Stated exercise 1
In the e1000e patch description, rewrite the part starting at "A race condition" and ending at "remains so.", swapping "guest" for "virtual machine".
Stated exercise 2
According to the e1000e patch, which two legacy interrupt delay timers can be active when the switch to MSI-X happens?
Stated exercise 3
Write the next part of the e1000e patch, picking up right after its last line.

Document passage
::::
[v2] e1000e: Prevent crash from legacy interrupt firing after MSI-X enable

[PATCH v2] e1000e: Prevent crash from legacy interrupt firing after MSI-X enable

Posted by Laurent Vivier 6 months ago

A race condition between guest driver actions and QEMU timers can lead
to an assertion failure when the guest switches the e1000e from legacy
interrupt mode to MSI-X. If a legacy interrupt delay timer (TIDV or
RDTR) is active, but the guest enables MSI-X before the timer fires,
the pending interrupt cause can trigger an assert in
e1000e_intmgr_collect_delayed_causes().

This patch removes the assertion and executes the code that clears the
pending legacy causes. This change is safe and introduces no unintended
behavioral side effects, as it only alters a state that previously led
to termination.

- when core->delayed_causes == 0 the function was already a no-op and
  remains so.

- when core->delayed_causes != 0 the function would previously
  crash due to the assertion failure. The patch now defines a safe
  outcome by clearing the cause and returning. Since behavior after
  the assertion never existed, this simply corrects the crash.

Resolves: https://gitlab.com/qemu-project/qemu/-/issues/1863
Suggested-by: Akihiko Odaki <odaki@rsg.ci.i.u-tokyo.ac.jp>
Signed-off-by: Laurent Vivier <lvivier@redhat.com>
---
 hw/net/e1000e_core.c | 5 -----
 1 file changed, 5 deletions(-)

diff --git a/hw/net/e1000e_core.c b/hw/net/e1000e_core.c
index 24138587905b..06657bb3ac5c 100644
--- a/hw/net/e1000e_core.c
+++ b/hw/net/e1000e_core.c
@@ -341,11 +341,6 @@ e1000e_intmgr_collect_delayed_causes(E1000ECore *core)
::::
Recorded information
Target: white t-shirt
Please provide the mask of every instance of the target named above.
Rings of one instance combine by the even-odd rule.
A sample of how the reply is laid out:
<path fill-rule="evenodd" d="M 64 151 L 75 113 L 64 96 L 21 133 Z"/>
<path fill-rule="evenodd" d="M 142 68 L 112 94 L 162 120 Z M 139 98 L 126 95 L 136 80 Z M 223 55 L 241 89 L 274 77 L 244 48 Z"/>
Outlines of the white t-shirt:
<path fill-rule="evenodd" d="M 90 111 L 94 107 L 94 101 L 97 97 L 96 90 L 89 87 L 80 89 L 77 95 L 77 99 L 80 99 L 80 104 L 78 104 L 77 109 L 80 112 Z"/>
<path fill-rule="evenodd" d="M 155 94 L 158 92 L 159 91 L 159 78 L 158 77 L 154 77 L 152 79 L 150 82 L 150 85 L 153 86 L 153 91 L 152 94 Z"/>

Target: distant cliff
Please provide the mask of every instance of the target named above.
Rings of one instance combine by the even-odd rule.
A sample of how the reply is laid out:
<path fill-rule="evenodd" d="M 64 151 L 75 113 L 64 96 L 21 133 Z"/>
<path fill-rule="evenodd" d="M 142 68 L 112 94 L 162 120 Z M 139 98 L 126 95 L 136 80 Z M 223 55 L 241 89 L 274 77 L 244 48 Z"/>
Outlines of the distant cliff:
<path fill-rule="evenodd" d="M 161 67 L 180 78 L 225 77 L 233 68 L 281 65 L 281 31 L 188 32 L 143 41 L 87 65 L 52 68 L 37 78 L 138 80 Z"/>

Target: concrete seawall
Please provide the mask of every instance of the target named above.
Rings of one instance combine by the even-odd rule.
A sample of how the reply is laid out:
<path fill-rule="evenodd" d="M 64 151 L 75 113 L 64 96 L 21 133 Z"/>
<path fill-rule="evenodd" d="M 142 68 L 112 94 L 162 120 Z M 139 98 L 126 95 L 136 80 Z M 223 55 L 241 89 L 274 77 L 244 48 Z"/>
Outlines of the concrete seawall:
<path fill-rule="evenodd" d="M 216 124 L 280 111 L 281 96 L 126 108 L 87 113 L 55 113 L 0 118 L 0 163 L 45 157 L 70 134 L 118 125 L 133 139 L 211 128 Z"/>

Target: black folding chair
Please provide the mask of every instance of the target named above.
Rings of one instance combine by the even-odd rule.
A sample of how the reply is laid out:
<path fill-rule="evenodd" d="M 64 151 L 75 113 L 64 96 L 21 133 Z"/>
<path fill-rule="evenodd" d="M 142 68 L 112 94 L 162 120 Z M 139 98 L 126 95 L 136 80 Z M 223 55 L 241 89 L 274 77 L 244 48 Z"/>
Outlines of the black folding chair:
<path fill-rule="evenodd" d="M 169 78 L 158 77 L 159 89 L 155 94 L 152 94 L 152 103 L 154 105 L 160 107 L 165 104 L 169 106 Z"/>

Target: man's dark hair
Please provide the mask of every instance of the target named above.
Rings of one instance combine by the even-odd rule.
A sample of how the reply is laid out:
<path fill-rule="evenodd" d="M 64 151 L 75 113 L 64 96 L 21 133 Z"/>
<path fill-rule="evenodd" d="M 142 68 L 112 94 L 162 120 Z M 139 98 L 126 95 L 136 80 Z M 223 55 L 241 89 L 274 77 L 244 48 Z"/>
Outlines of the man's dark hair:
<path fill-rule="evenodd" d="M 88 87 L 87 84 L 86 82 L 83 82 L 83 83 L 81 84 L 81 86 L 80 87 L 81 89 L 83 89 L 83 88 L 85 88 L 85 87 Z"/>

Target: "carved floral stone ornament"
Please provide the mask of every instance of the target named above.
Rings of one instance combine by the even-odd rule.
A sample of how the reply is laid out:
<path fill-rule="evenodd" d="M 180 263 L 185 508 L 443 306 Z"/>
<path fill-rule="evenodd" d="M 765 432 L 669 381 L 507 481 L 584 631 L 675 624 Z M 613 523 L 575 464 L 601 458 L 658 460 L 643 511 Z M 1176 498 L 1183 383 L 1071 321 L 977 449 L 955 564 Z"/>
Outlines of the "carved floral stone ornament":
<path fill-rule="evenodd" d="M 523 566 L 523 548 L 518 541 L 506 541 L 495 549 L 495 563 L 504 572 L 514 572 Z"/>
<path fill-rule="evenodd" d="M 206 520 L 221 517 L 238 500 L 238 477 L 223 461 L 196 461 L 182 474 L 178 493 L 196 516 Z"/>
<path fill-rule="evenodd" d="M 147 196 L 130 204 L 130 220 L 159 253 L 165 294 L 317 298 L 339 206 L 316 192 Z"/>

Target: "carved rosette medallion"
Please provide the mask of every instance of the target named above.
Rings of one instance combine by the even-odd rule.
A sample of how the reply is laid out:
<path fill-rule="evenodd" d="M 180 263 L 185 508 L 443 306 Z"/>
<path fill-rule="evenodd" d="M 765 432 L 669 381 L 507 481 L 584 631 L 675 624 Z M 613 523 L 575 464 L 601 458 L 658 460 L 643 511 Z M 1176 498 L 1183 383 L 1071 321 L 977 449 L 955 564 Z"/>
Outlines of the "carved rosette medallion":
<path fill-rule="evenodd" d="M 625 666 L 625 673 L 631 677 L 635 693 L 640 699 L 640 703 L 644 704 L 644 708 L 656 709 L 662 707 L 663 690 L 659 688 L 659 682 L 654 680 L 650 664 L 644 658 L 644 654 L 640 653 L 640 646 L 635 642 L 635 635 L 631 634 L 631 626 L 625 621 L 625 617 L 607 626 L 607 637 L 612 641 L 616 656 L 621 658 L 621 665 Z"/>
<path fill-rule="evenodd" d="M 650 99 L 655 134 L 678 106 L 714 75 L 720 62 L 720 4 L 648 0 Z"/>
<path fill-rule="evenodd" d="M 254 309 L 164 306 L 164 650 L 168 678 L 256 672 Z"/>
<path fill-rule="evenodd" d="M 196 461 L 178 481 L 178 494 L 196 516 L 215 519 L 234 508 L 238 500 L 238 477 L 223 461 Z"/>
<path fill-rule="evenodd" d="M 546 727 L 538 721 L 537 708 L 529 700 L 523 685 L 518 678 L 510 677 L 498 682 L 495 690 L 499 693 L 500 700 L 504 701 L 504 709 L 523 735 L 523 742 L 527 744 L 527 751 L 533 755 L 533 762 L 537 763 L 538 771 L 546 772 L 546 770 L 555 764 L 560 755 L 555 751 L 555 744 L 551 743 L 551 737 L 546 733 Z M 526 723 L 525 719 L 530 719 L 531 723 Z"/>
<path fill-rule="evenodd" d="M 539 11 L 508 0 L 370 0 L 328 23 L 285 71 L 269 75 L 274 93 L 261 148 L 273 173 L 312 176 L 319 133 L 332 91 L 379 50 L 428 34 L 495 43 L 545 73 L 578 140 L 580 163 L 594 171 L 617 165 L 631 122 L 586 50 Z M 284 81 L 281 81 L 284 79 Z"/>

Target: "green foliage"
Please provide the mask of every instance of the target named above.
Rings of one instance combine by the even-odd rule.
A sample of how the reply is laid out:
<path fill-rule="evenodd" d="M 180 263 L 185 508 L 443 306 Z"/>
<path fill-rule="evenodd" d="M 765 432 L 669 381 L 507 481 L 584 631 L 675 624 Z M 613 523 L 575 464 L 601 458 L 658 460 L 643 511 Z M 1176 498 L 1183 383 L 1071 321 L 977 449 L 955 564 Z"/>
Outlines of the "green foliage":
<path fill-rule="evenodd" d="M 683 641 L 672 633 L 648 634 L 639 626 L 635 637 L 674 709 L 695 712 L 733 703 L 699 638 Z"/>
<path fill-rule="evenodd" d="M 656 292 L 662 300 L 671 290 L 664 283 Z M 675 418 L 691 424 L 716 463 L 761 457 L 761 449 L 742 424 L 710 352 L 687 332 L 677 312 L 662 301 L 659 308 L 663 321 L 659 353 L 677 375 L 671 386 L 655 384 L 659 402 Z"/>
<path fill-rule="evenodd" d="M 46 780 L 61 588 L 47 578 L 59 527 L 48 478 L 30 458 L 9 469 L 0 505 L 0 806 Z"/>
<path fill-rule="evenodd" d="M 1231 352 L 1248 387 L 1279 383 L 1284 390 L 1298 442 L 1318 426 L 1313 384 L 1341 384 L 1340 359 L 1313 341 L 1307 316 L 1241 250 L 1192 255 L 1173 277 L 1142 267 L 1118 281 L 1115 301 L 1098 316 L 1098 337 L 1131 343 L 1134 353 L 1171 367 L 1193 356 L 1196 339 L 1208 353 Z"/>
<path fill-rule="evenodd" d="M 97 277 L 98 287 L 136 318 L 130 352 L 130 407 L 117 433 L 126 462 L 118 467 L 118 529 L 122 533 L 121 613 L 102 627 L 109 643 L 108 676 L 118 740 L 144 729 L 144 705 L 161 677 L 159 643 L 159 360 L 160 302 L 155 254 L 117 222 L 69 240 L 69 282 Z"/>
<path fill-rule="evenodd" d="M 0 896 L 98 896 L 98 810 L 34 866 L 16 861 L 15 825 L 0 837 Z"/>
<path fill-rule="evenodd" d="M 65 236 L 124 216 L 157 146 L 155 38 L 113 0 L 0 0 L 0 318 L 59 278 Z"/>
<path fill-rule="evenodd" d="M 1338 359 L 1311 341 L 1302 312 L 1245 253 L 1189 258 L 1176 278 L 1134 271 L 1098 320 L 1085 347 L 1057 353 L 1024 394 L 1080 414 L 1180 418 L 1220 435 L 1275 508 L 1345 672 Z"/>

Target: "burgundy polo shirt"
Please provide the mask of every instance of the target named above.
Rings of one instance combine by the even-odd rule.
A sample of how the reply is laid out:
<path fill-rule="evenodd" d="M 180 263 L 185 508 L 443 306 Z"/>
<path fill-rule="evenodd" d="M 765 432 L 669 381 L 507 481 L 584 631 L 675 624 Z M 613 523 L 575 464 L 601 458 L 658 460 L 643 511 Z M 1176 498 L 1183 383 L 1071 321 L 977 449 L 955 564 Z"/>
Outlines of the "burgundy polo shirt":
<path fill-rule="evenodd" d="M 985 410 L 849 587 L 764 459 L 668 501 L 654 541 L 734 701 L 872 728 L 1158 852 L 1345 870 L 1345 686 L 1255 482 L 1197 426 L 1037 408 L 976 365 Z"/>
::::
Answer 1
A race condition between virtual machine driver actions and QEMU timers can lead
to an assertion failure when the virtual machine switches the e1000e from legacy
interrupt mode to MSI-X. If a legacy interrupt delay timer (TIDV or
RDTR) is active, but the virtual machine enables MSI-X before the timer fires,
the pending interrupt cause can trigger an assert in
e1000e_intmgr_collect_delayed_causes().

This patch removes the assertion and executes the code that clears the
pending legacy causes. This change is safe and introduces no unintended
behavioral side effects, as it only alters a state that previously led
to termination.

- when core->delayed_causes == 0 the function was already a no-op and
  remains so.

Answer 2
TIDV and RDTR.

Answer 3
 {
     uint32_t res;
 
-    if (msix_enabled(core->owner)) {
-        assert(core->delayed_causes == 0);
-        return 0;
-    }
-
     res = core->delayed_causes;
     core->delayed_causes = 0;
 
-- 
2.49.0

Re: [PATCH v2] e1000e: Prevent crash from legacy interrupt firing after MSI-X enable

Posted by Michael Tokarev 5 months, 1 week ago

On 07.08.2025 14:08, Laurent Vivier wrote:
> A race condition between guest driver actions and QEMU timers can lead
> to an assertion failure when the guest switches the e1000e from legacy
> interrupt mode to MSI-X. If a legacy interrupt delay timer (TIDV or
> RDTR) is active, but the guest enables MSI-X before the timer fires,
> the pending interrupt cause can trigger an assert in
> e1000e_intmgr_collect_delayed_causes().
> 
> This patch removes the assertion and executes the code that clears the
> pending legacy causes. This change is safe and introduces no unintended
> behavioral side effects, as it only alters a state that previously led
> to termination.
> 
> - when core->delayed_causes == 0 the function was already a no-op and
>    remains so.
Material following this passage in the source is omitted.